**Task details**:
Filter the entries down to the lines containing "below", and copy those lines.

Supplied information Start Marker

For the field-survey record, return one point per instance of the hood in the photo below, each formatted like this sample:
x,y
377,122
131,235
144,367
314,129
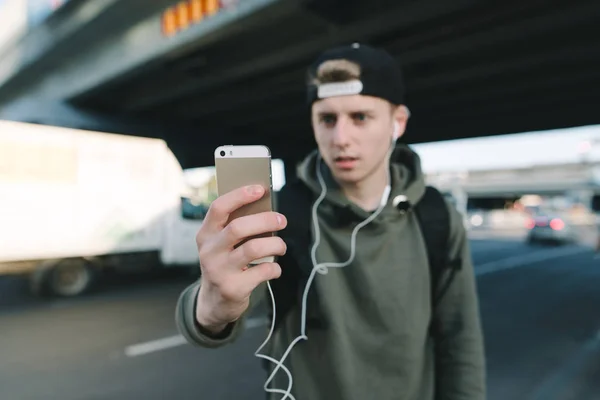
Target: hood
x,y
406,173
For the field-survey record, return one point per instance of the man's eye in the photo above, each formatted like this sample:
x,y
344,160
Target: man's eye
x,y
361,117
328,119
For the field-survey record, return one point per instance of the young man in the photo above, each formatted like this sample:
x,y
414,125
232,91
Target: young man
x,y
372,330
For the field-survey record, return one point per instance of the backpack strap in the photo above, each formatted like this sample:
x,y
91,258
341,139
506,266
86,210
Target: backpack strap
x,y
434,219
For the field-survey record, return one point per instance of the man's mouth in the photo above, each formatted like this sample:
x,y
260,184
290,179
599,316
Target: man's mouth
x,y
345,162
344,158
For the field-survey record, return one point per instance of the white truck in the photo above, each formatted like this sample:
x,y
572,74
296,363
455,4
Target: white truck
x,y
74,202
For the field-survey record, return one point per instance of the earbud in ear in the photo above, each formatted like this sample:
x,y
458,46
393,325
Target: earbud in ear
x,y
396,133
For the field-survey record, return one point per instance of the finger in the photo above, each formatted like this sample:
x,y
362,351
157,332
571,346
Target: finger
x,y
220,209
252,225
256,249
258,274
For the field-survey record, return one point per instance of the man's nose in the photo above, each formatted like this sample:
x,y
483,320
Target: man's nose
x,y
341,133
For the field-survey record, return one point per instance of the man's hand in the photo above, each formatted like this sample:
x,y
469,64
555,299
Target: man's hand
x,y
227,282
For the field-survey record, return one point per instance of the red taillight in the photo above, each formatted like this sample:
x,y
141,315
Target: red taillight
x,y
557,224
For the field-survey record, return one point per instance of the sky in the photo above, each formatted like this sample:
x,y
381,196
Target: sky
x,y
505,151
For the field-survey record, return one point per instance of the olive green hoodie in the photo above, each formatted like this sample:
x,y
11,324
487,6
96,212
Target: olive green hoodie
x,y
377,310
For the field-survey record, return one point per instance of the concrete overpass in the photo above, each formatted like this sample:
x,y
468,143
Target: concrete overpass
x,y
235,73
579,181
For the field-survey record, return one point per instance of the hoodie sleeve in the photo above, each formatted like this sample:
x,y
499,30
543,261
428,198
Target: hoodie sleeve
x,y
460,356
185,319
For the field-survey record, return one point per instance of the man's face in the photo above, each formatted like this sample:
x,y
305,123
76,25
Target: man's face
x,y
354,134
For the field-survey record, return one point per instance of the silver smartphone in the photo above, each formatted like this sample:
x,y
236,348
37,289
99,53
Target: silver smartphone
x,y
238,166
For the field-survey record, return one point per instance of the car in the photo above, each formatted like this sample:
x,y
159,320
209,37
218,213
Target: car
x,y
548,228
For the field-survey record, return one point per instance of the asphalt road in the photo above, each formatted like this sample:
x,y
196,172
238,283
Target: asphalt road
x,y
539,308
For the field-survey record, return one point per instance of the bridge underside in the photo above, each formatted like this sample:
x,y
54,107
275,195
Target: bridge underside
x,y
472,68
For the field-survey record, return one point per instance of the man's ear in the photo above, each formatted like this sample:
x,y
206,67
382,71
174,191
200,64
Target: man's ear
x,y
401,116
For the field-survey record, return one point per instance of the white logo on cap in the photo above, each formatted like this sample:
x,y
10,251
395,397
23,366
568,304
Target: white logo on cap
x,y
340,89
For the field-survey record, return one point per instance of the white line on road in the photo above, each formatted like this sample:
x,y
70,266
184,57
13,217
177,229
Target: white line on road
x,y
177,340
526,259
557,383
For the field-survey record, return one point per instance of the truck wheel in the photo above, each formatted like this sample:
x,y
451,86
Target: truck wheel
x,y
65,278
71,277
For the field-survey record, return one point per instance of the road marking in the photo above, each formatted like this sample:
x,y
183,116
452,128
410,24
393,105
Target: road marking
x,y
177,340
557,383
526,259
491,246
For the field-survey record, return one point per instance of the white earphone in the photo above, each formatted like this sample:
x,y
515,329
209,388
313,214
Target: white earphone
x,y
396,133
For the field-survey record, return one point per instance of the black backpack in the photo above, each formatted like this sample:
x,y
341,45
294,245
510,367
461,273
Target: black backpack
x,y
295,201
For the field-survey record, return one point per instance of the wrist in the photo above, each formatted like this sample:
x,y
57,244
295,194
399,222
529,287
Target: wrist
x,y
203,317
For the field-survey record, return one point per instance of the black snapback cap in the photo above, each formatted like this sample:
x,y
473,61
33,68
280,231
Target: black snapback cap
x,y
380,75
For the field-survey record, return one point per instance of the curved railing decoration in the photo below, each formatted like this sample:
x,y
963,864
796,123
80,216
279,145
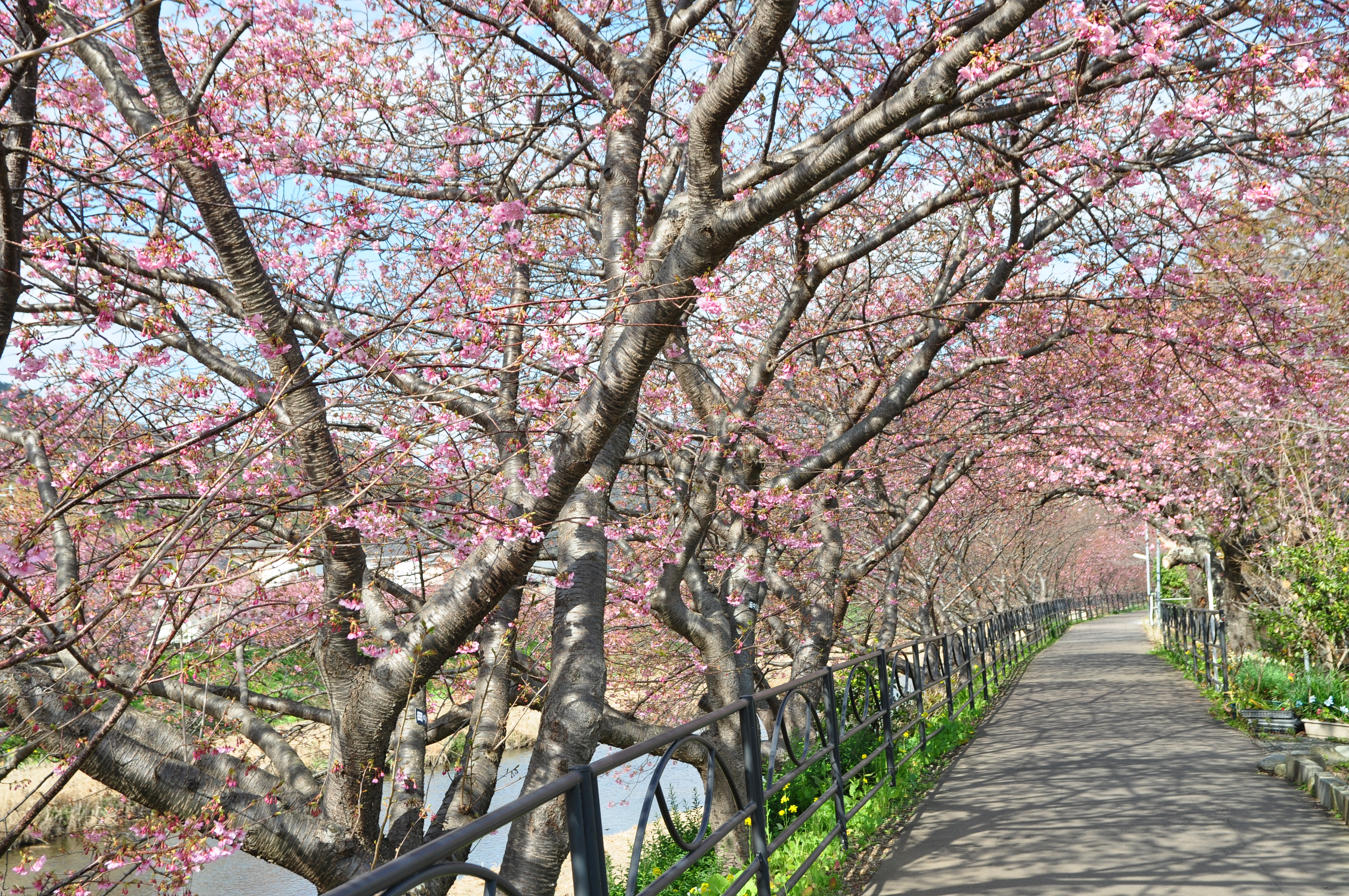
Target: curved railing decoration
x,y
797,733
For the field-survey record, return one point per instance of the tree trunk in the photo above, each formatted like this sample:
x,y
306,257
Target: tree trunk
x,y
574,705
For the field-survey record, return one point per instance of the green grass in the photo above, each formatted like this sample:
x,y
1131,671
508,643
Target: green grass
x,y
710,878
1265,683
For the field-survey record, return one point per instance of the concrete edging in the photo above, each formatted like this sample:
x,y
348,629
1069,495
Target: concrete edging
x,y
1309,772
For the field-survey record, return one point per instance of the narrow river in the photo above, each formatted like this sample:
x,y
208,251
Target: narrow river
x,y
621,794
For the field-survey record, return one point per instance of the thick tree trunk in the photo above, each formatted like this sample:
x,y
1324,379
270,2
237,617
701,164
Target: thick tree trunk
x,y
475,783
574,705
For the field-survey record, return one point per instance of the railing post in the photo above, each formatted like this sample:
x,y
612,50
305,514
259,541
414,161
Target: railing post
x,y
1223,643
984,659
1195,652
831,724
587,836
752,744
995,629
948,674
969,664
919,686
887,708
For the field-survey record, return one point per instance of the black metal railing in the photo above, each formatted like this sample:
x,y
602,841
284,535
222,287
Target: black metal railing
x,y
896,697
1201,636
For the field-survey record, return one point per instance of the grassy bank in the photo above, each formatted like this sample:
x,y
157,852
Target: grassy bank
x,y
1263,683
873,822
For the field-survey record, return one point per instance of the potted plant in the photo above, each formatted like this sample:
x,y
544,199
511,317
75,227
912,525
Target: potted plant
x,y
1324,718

Supplied information End Marker
Supplied information Start Marker

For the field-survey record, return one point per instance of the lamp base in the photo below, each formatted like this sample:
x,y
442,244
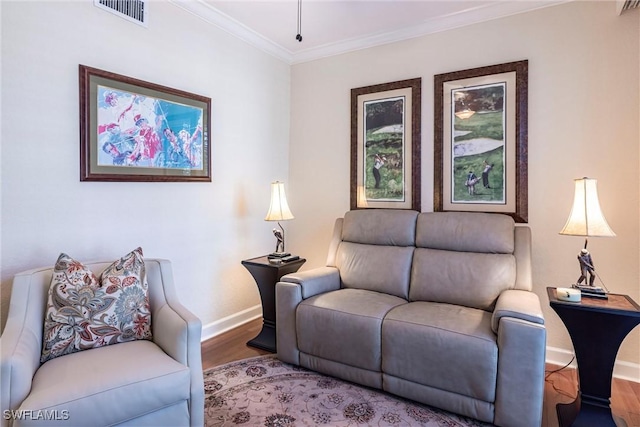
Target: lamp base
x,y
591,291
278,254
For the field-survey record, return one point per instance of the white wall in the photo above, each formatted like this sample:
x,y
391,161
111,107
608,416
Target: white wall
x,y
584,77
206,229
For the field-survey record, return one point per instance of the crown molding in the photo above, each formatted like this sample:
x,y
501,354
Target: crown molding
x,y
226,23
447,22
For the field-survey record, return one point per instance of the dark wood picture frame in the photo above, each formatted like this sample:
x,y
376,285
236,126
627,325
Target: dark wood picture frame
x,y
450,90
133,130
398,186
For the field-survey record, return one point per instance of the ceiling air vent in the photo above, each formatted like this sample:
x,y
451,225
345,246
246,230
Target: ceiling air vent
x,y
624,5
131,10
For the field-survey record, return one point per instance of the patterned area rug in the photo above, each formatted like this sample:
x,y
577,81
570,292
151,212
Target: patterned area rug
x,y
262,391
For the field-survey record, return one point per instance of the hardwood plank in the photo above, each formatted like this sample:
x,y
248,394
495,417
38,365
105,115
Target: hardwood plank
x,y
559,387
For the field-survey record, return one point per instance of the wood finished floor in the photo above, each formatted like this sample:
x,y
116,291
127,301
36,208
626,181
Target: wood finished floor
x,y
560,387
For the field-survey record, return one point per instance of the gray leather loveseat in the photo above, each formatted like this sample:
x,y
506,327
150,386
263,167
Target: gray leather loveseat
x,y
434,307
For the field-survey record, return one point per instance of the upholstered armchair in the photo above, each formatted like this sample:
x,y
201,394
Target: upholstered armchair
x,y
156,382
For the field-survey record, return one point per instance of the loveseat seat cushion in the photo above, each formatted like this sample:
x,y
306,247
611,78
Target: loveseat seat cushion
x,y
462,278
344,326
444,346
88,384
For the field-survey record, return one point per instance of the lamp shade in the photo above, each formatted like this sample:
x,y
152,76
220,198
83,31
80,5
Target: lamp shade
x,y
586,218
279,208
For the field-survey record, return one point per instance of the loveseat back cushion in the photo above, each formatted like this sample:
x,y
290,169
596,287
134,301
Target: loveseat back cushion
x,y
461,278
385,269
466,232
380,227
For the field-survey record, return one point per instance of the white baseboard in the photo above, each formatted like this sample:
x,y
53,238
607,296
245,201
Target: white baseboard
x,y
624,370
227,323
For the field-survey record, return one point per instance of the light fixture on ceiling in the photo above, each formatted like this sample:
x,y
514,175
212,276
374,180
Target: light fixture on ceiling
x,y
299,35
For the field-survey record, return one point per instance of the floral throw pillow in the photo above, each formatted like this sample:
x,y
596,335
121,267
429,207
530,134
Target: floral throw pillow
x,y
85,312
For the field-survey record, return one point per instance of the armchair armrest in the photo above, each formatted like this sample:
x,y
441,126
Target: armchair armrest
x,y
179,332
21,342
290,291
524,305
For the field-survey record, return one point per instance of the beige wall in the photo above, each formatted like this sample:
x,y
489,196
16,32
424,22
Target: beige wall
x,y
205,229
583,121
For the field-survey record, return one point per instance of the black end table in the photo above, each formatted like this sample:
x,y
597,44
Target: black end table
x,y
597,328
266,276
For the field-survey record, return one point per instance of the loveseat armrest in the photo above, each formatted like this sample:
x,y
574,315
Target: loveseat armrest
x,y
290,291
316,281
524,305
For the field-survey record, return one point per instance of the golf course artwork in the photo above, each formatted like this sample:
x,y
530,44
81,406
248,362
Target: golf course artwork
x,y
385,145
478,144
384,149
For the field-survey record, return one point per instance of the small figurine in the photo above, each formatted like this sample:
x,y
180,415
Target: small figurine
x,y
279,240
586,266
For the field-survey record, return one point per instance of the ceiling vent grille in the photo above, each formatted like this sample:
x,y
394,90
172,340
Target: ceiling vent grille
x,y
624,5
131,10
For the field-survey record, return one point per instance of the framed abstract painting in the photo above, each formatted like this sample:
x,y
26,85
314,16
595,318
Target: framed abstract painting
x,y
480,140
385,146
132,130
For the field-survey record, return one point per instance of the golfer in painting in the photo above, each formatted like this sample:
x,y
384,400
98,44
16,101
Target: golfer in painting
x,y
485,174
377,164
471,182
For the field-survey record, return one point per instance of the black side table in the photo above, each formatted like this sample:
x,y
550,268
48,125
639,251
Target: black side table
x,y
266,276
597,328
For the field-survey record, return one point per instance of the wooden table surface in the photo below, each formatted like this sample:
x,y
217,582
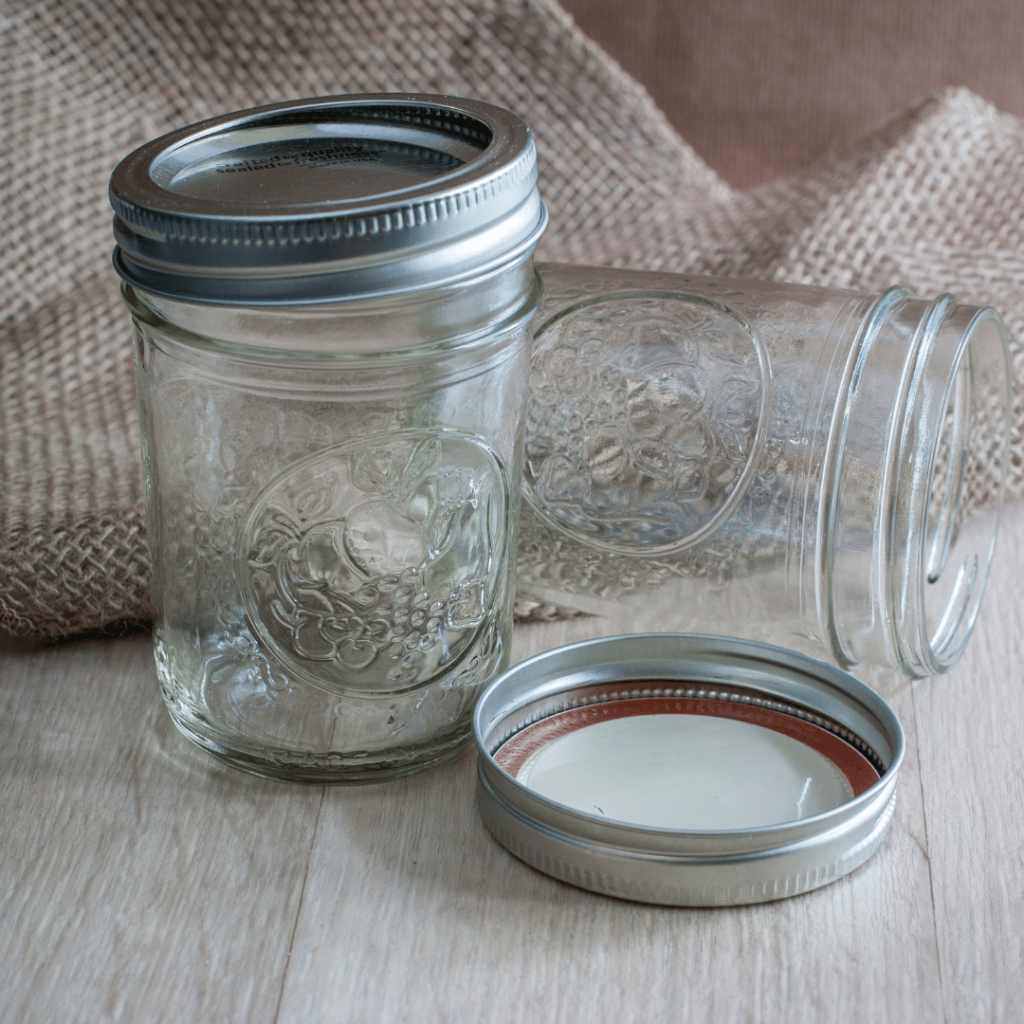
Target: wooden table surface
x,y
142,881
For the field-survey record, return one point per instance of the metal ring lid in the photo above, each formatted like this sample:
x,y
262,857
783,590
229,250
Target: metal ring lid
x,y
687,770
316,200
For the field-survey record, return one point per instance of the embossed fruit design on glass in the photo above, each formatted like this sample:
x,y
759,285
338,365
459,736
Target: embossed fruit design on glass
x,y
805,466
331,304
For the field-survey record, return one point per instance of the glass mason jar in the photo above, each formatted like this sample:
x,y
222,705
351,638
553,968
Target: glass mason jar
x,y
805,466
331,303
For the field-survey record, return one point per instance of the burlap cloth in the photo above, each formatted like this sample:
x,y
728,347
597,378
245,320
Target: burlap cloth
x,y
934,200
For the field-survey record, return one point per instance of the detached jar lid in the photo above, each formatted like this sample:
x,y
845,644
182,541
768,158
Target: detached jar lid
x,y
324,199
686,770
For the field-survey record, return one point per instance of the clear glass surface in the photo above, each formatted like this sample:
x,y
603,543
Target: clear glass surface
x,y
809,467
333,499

Supplied information End Marker

**Your solution**:
For the field-survey record, return one point per instance of the hood in the photo below, each formatted like this sample:
For the field-survey record, return one point per instance of the curved railing decoration in the photo below, each formatted like this sample:
For the field-survey record, return one point per instance of the lamp base in the photo below, each formatted like this sample:
For the field-survey record, return one point per instance of the wooden table surface in the photo below, each formatted like this sample:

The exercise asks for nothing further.